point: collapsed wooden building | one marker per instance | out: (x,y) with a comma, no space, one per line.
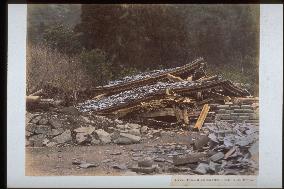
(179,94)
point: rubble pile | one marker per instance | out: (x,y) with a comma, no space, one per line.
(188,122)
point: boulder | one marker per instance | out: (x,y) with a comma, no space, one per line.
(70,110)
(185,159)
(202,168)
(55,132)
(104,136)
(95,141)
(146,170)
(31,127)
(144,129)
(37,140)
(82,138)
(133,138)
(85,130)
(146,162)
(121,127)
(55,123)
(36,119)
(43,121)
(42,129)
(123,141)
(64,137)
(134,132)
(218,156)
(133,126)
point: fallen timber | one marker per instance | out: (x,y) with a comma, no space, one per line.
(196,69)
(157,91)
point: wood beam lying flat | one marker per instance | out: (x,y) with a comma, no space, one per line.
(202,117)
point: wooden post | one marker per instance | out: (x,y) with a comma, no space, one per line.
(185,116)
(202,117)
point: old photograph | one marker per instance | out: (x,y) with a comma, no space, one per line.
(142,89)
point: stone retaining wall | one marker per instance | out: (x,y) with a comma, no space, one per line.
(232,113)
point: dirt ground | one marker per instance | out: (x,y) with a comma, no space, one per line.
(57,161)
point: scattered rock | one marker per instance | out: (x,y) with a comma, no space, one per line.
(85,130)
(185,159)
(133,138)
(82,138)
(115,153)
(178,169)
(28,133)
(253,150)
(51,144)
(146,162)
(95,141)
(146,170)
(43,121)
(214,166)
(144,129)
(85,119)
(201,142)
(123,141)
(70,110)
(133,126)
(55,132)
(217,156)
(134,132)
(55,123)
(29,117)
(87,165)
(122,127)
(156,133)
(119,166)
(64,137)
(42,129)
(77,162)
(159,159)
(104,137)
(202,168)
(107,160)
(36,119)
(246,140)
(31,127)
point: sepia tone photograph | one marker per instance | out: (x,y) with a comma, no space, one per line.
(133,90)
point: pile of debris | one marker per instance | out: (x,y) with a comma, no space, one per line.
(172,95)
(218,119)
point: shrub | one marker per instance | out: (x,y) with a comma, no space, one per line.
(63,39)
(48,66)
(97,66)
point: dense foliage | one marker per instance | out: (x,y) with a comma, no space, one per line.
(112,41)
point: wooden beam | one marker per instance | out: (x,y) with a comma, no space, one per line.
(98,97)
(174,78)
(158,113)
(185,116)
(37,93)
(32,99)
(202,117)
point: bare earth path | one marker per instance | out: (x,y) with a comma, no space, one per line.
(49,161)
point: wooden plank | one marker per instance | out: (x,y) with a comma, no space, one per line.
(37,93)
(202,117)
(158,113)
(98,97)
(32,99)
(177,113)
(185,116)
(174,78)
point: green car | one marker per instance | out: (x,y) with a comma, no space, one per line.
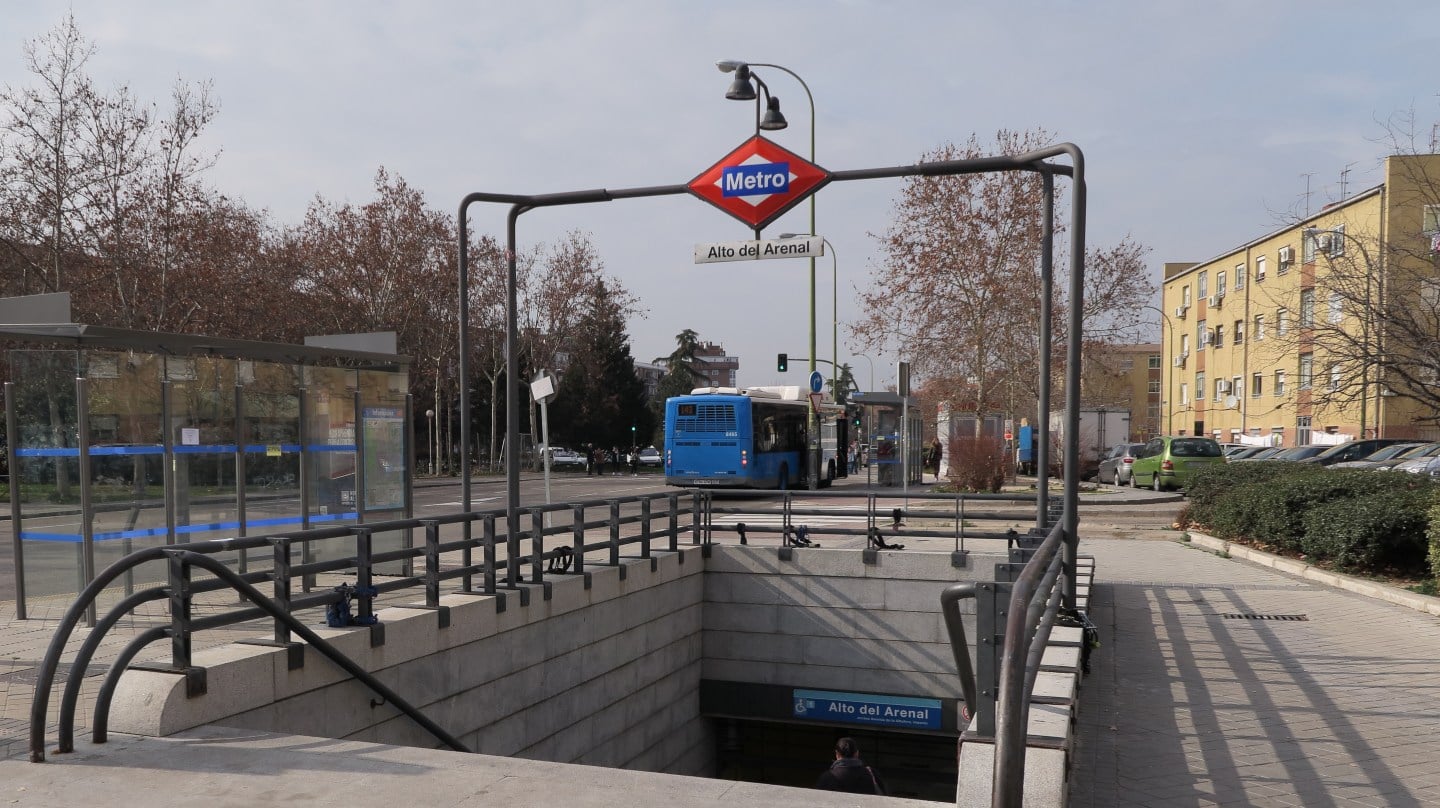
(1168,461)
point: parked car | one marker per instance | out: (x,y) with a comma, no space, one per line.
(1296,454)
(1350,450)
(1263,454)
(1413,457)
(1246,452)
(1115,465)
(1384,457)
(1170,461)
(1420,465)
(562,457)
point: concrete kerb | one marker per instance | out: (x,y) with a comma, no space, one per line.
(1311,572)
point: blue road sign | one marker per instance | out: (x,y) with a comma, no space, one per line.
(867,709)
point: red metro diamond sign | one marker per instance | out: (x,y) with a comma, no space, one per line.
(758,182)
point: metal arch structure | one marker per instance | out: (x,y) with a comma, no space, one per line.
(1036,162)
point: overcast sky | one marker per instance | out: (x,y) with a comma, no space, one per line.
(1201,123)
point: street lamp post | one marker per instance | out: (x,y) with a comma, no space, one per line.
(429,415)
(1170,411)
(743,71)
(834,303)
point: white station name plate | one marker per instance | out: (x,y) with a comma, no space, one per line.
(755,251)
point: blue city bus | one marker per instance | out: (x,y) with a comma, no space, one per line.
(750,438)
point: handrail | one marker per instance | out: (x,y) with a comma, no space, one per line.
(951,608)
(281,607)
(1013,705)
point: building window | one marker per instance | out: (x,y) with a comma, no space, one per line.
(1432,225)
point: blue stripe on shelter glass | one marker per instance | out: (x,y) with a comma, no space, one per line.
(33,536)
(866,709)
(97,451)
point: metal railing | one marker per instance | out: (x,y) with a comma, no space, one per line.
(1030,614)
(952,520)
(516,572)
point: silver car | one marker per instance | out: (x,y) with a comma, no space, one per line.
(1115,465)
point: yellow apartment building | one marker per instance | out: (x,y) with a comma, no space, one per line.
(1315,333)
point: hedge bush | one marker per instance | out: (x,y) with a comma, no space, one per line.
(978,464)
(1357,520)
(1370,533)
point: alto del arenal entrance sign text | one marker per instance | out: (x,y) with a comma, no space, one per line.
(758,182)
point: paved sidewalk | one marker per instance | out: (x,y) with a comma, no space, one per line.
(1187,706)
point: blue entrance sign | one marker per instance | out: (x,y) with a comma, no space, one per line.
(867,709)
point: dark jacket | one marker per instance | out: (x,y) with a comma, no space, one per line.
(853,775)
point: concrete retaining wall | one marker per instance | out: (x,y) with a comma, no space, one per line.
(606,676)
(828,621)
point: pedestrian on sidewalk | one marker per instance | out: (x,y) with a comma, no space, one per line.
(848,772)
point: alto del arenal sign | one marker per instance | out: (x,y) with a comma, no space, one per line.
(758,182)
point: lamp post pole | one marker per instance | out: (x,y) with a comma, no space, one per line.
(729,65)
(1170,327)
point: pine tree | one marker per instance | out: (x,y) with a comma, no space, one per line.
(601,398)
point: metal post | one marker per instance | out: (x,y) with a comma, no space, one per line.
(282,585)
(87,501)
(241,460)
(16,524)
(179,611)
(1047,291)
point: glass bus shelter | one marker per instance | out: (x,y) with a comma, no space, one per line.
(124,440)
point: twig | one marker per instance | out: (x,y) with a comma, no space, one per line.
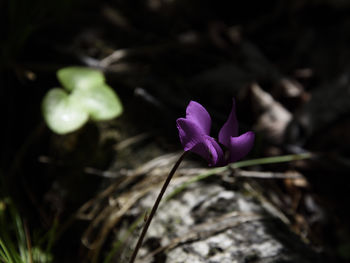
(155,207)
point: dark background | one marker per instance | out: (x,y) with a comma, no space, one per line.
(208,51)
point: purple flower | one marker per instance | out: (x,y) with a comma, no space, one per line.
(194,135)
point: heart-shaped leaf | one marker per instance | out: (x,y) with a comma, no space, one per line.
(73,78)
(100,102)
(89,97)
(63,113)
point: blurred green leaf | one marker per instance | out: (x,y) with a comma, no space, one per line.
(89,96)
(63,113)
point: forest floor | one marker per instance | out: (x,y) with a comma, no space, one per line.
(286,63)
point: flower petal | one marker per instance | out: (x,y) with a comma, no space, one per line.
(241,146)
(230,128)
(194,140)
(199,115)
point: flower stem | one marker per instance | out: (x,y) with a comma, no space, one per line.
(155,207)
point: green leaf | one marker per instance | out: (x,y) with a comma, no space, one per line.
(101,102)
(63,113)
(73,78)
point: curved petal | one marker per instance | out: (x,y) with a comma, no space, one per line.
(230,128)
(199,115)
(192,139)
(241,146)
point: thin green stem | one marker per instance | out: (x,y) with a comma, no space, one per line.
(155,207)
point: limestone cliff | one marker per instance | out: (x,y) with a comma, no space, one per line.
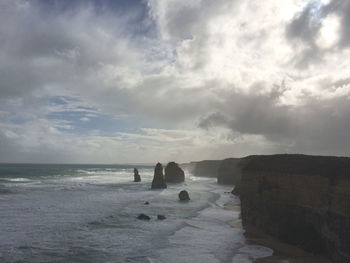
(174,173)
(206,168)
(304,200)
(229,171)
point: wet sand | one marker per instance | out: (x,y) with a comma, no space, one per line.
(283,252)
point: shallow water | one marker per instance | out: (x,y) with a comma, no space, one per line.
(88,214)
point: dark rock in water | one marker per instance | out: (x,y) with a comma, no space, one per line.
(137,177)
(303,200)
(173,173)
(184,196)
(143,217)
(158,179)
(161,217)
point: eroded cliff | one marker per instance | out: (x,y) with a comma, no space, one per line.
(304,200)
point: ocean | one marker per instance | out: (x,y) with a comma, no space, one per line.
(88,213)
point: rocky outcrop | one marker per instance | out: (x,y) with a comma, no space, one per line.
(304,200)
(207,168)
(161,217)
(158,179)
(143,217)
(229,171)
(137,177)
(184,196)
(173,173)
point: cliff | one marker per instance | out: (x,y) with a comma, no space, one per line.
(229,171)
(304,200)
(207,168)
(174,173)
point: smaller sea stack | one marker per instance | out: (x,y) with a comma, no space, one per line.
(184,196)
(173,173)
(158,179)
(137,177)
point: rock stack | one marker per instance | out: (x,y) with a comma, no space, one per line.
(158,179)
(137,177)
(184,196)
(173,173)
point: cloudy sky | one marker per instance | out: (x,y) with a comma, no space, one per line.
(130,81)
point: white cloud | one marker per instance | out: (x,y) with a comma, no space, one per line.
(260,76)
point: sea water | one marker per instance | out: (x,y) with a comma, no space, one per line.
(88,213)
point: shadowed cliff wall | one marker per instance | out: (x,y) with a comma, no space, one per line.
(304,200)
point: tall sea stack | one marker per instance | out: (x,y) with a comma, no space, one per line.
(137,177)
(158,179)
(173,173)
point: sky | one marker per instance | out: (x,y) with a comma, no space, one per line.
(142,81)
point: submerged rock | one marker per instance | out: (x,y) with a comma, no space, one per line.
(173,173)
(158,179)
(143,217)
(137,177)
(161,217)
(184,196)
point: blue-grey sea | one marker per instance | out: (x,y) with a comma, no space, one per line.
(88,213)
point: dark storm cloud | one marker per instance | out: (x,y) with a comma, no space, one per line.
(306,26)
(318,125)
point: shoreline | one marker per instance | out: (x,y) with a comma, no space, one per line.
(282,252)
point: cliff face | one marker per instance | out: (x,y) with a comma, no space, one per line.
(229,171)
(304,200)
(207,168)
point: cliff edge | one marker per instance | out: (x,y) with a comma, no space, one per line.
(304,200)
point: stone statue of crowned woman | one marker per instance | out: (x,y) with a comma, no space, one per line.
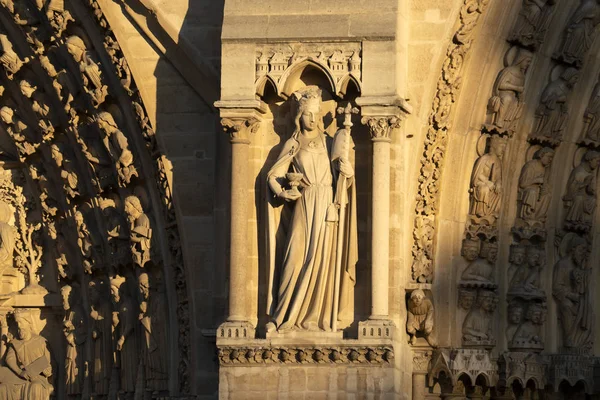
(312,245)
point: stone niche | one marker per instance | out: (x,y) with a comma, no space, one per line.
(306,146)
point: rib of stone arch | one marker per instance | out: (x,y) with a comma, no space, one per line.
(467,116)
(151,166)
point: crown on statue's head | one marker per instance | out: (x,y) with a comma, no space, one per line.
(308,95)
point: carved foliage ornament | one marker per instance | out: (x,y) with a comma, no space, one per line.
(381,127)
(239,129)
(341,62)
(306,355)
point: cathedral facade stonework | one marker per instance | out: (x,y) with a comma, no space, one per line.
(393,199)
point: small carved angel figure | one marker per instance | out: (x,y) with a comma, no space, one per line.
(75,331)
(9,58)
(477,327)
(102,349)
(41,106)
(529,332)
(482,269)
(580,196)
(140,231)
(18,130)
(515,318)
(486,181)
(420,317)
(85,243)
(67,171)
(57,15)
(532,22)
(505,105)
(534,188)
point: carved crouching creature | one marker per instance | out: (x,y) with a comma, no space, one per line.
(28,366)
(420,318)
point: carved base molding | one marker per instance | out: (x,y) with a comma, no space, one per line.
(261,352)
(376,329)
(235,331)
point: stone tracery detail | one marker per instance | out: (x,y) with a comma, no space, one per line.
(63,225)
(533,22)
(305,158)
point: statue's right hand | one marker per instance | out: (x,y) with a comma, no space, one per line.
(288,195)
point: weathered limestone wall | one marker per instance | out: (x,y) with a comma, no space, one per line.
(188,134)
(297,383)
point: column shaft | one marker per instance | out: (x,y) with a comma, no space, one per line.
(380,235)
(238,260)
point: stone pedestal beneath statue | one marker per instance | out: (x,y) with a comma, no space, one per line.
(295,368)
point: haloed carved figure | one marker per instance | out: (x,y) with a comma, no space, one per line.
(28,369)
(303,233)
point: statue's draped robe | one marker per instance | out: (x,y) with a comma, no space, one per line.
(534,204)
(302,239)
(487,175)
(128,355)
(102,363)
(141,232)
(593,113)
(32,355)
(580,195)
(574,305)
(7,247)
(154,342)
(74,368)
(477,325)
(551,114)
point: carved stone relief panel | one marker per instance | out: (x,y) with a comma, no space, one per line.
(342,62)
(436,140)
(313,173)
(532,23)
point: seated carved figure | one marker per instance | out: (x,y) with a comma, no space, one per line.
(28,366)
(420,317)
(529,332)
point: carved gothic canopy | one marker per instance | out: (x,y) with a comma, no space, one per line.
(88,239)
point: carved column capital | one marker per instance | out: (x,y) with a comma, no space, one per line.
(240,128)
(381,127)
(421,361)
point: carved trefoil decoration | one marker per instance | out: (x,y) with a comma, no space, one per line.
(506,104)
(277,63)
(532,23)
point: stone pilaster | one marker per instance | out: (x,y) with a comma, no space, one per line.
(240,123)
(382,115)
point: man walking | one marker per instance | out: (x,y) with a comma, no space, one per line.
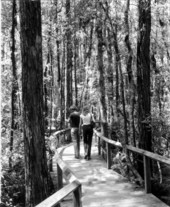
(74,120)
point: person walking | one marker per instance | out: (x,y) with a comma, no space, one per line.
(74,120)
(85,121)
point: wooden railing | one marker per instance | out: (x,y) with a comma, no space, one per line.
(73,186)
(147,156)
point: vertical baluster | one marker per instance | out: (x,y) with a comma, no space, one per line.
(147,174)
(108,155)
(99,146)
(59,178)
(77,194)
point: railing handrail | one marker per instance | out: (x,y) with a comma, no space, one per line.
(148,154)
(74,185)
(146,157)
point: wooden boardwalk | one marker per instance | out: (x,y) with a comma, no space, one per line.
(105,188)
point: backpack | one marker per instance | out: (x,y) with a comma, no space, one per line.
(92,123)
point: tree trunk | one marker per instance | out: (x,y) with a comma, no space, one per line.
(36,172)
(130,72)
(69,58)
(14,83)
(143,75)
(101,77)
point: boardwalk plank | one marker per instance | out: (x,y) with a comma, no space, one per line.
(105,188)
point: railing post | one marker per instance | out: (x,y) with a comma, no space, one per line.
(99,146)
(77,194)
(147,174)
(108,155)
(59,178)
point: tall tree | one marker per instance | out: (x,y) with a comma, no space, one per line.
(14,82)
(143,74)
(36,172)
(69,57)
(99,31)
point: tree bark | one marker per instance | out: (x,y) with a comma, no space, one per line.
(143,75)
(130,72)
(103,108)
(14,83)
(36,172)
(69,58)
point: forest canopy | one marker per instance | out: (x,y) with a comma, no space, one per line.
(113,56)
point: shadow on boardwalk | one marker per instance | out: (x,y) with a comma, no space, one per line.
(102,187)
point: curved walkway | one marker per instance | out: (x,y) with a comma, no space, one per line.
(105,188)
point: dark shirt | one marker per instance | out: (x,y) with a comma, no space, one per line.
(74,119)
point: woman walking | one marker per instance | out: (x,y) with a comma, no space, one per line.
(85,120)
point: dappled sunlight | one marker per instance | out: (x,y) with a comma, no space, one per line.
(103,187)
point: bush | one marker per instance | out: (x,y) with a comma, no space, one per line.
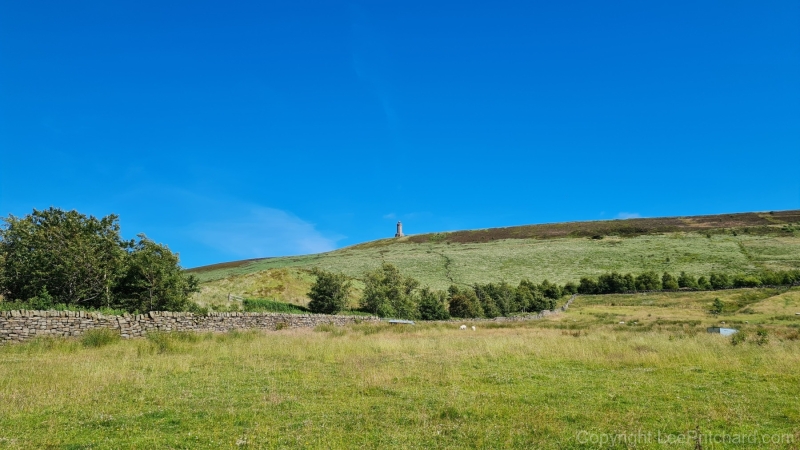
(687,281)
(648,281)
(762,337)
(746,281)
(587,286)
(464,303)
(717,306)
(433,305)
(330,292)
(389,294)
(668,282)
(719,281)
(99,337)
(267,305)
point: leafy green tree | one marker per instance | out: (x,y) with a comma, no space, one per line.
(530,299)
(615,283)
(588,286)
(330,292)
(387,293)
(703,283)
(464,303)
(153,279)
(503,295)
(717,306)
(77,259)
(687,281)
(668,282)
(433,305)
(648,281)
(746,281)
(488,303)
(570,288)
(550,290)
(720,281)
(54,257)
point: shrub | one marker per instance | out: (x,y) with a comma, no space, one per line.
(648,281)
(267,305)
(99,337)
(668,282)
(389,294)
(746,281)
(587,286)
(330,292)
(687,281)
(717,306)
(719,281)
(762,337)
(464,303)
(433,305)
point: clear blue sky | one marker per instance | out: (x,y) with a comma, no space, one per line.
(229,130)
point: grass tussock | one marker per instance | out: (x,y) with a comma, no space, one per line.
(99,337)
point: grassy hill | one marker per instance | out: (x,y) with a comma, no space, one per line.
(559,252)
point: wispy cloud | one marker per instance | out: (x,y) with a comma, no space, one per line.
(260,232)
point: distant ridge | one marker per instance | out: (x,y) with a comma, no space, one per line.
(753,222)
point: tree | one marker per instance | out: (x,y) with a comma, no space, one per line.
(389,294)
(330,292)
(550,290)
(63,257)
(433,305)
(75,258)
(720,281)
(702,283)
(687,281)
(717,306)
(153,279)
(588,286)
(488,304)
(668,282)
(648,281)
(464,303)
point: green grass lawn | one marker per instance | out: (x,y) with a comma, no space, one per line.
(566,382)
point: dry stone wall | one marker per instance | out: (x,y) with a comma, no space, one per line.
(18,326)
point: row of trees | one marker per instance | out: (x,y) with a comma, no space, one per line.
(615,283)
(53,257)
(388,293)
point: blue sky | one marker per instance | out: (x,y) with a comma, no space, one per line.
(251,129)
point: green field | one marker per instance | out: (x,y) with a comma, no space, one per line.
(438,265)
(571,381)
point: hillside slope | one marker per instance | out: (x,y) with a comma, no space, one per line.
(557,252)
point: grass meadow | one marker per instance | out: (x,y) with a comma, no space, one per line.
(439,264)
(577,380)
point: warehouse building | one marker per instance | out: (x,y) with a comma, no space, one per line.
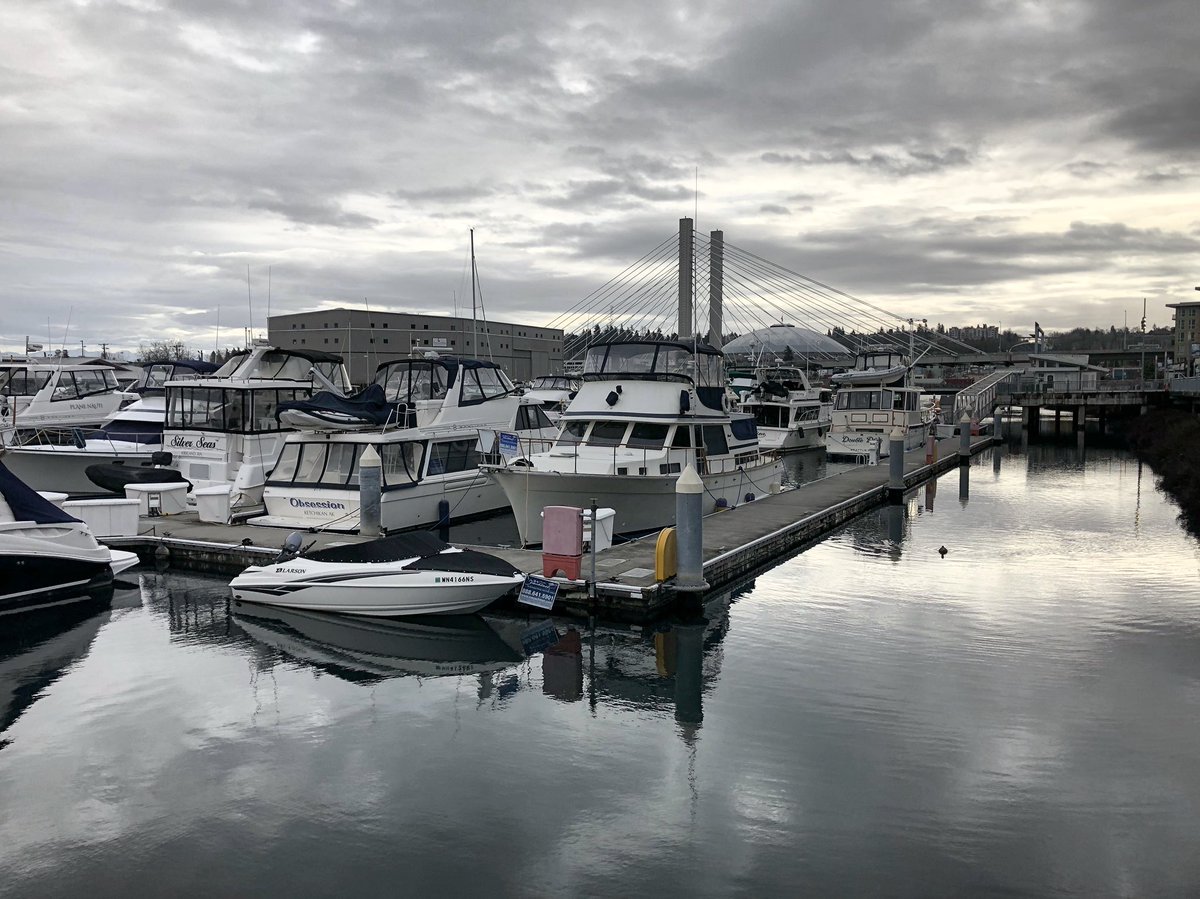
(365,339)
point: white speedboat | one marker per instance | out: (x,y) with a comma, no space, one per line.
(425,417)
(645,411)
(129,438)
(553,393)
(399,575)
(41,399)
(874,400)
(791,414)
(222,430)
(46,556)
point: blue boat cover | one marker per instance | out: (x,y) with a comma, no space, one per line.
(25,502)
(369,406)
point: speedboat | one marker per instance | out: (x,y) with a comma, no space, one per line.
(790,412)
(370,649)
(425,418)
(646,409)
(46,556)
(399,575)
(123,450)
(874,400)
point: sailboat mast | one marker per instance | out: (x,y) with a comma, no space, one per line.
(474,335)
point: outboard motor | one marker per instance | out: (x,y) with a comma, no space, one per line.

====================

* **Work to do**:
Retype, without any picture, exactly the lines from the one with "point: grass meadow" through the end of the entries, inclusive.

* **Task output**:
point: grass meadow | one marker per instance | out: (x,y) with a comma, no space, one per line.
(439,264)
(577,380)
point: warehouse building | one marker per instance | out: (x,y) with a comma, no space, one per line.
(365,339)
point: white speedboat | one marker per instance | out: (x,y) with a comma, no space, one per line.
(425,417)
(645,411)
(129,438)
(553,393)
(399,575)
(41,399)
(874,400)
(791,414)
(222,430)
(46,556)
point: blue boat cover | one marker per instance | out: (x,y) with a comma, no space, one per line.
(25,502)
(369,406)
point: speedboat | one marker per instance | out: (x,y) with a comma, no space, one per line.
(790,412)
(370,649)
(425,418)
(646,409)
(46,556)
(399,575)
(123,450)
(874,400)
point: sailboat mast | one marker per instance | out: (x,y) with a comma, no space, one per line.
(474,335)
point: outboard motor | one marker per instance | out: (x,y) with a comma, no space, one per line.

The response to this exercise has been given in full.